## BEGIN Provided entries

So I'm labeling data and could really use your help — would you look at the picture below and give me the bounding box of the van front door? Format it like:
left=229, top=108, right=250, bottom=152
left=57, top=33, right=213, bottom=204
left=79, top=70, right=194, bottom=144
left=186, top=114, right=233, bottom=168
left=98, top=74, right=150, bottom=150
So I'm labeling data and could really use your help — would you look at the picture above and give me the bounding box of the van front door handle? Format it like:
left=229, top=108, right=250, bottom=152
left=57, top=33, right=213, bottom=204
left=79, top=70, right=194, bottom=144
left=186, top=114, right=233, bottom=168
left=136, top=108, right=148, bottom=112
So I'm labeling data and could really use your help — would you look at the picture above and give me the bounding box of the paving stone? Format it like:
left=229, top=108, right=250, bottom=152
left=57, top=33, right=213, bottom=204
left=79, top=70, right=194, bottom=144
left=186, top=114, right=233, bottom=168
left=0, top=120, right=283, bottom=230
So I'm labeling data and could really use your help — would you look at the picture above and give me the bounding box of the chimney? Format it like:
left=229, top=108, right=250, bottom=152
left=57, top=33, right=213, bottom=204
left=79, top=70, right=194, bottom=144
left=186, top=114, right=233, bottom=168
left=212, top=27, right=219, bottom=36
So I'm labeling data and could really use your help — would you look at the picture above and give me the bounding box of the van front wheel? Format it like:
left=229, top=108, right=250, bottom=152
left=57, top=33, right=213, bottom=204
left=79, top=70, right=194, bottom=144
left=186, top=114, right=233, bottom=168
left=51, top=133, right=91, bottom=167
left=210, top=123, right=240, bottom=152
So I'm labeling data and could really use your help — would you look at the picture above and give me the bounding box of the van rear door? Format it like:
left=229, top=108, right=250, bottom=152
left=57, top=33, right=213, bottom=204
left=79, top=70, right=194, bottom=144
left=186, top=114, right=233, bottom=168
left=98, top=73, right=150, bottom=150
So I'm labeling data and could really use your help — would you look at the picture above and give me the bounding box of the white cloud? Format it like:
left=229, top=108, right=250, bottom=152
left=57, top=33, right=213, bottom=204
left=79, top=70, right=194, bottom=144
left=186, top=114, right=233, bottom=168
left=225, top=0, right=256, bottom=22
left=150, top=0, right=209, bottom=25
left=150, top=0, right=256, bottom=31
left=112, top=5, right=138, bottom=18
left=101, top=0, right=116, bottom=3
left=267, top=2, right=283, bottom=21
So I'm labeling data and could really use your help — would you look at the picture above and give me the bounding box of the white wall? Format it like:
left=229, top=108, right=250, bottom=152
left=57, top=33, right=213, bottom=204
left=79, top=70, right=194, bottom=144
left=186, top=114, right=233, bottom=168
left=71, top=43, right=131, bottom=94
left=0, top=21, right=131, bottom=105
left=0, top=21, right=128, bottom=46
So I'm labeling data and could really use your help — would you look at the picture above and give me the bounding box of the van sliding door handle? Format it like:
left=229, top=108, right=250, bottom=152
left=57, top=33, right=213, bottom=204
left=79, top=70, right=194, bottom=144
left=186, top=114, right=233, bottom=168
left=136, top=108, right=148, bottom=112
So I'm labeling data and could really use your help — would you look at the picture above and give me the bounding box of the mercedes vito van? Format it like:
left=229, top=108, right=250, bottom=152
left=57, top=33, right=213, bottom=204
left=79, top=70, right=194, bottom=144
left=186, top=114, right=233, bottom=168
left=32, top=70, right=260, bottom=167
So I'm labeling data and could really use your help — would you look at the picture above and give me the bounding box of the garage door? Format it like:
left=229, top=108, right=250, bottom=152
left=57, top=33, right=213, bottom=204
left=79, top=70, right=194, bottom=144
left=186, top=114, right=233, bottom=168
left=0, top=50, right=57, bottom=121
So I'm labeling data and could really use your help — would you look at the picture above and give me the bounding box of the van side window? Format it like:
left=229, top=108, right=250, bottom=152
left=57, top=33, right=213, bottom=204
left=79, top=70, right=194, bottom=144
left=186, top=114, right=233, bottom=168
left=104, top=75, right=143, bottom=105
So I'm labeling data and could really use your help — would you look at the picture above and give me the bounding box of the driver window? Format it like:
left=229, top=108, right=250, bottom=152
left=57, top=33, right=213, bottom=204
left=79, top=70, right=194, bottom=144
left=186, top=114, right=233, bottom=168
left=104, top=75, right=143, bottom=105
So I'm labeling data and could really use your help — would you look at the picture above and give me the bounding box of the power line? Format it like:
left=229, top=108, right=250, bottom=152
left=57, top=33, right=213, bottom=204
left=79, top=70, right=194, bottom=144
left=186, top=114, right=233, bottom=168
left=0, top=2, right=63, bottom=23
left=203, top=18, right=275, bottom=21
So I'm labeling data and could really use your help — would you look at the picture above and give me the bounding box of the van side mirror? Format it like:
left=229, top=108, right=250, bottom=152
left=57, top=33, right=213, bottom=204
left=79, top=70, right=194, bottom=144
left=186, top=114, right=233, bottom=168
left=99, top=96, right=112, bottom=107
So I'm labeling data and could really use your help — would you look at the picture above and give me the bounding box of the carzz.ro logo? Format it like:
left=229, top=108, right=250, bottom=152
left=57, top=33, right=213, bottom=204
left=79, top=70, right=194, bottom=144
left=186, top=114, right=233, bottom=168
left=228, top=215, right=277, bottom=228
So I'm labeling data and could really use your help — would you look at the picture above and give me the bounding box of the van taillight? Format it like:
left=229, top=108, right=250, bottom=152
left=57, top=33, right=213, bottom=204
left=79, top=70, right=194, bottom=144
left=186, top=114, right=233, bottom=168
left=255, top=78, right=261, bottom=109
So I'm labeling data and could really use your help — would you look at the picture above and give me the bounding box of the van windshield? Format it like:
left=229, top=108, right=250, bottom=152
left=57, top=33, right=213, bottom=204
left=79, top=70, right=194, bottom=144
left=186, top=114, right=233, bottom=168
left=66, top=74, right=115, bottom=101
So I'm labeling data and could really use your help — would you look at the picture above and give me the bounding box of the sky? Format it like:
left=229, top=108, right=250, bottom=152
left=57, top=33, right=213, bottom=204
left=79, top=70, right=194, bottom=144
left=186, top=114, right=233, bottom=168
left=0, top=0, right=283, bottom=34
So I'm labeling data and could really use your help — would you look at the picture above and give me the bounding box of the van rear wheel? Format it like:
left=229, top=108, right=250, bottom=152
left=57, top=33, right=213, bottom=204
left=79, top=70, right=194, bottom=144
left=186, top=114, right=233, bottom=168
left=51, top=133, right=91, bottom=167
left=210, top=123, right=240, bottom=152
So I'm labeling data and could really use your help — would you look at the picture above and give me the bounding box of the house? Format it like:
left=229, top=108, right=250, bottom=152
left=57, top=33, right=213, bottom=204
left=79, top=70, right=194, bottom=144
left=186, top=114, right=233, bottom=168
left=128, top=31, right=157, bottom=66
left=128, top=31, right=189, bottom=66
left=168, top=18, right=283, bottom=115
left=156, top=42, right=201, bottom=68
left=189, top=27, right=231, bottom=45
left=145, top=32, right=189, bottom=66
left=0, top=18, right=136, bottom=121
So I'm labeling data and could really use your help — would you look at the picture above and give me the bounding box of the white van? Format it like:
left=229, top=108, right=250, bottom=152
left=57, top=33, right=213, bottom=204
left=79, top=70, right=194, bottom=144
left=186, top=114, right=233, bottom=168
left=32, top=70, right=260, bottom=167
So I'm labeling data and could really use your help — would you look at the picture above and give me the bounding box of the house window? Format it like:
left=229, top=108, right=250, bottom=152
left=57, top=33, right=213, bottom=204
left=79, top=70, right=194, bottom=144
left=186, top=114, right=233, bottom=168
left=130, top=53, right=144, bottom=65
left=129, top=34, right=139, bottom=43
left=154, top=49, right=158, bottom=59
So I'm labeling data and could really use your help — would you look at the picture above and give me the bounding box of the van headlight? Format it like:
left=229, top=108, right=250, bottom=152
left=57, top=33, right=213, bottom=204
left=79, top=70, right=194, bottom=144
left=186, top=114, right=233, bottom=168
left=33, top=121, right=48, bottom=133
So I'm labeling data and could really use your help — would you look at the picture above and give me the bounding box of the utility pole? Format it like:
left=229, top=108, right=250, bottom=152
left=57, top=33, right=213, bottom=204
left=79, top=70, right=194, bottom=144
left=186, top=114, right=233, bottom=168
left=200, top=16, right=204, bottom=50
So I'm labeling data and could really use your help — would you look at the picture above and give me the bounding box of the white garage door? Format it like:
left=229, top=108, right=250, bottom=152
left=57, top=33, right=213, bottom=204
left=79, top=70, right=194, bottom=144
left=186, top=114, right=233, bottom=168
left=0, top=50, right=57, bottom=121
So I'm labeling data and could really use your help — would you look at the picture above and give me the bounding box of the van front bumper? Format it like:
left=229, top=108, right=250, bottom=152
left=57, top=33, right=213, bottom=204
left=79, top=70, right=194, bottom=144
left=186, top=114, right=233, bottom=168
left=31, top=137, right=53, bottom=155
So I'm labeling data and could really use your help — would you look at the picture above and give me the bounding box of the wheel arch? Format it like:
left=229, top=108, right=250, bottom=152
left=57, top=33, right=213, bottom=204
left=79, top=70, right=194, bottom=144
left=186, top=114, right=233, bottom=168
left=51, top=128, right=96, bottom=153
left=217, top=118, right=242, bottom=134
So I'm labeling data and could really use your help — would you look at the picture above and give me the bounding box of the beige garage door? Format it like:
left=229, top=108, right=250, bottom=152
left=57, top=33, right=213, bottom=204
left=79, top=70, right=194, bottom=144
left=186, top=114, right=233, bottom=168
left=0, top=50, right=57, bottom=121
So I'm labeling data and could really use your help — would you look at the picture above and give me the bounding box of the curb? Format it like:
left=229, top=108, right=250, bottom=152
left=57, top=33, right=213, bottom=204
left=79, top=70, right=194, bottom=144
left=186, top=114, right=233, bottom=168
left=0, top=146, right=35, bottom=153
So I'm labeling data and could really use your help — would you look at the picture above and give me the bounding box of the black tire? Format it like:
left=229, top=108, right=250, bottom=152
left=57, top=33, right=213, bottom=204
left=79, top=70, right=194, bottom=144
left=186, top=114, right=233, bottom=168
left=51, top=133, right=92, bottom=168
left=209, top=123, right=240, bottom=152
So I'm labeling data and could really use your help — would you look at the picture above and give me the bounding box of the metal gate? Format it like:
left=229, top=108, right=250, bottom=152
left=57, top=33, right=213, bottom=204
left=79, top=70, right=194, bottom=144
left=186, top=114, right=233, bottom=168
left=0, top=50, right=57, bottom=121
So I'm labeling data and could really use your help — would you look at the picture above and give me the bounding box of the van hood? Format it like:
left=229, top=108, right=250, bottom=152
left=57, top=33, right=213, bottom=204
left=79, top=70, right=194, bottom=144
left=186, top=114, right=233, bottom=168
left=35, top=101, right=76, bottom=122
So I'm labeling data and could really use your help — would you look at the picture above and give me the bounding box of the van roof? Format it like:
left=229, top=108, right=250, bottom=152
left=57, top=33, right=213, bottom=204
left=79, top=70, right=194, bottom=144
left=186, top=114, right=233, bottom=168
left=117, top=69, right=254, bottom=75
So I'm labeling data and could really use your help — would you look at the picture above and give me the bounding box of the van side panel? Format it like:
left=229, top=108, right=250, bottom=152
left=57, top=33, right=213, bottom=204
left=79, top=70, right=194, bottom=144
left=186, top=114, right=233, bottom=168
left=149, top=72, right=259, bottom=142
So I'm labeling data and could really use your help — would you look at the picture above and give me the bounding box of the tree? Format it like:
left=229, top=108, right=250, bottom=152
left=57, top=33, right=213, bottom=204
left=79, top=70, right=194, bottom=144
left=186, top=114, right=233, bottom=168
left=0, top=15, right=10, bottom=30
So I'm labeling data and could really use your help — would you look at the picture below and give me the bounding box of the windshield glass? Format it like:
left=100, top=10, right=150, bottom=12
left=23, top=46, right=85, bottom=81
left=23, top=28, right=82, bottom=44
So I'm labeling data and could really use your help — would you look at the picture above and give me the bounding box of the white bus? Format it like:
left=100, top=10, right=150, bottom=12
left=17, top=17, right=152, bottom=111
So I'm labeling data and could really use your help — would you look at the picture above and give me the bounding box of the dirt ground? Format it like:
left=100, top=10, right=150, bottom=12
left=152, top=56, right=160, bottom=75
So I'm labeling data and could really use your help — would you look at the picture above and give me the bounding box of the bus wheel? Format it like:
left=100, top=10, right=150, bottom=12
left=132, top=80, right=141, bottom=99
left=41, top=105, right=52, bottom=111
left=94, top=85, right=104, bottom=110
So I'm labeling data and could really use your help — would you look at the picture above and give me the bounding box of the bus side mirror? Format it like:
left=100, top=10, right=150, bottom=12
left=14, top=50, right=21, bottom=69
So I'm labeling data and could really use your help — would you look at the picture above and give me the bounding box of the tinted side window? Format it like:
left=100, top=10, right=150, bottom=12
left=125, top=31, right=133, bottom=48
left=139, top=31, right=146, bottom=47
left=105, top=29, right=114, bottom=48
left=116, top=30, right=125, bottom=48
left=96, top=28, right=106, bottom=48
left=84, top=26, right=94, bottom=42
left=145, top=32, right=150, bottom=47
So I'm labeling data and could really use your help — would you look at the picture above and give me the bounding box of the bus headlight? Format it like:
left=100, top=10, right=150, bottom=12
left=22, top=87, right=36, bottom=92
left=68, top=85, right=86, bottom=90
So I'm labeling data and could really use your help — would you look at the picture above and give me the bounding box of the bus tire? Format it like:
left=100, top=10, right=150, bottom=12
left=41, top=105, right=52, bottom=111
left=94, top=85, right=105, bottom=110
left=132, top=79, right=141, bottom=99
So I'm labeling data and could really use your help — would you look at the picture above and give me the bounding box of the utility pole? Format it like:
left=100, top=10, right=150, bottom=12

## END Provided entries

> _Exercise description_:
Render the lines of the records from the one holding "van front bumper?" through the one holding "left=31, top=137, right=53, bottom=155", inclusive, as a Markdown table with the columns Row and Line. Put a row number in Row and the line itself in Line, and leave out any blank lines.

> _Result_:
| Row | Line |
|---|---|
| 1 | So I'm labeling data and could really use your help — would you look at the picture above and give me the bounding box of the van front bumper? Format it like: |
| 2 | left=229, top=108, right=250, bottom=152 |
| 3 | left=57, top=33, right=213, bottom=204 |
| 4 | left=79, top=70, right=194, bottom=144 |
| 5 | left=186, top=114, right=233, bottom=168 |
| 6 | left=31, top=137, right=53, bottom=155 |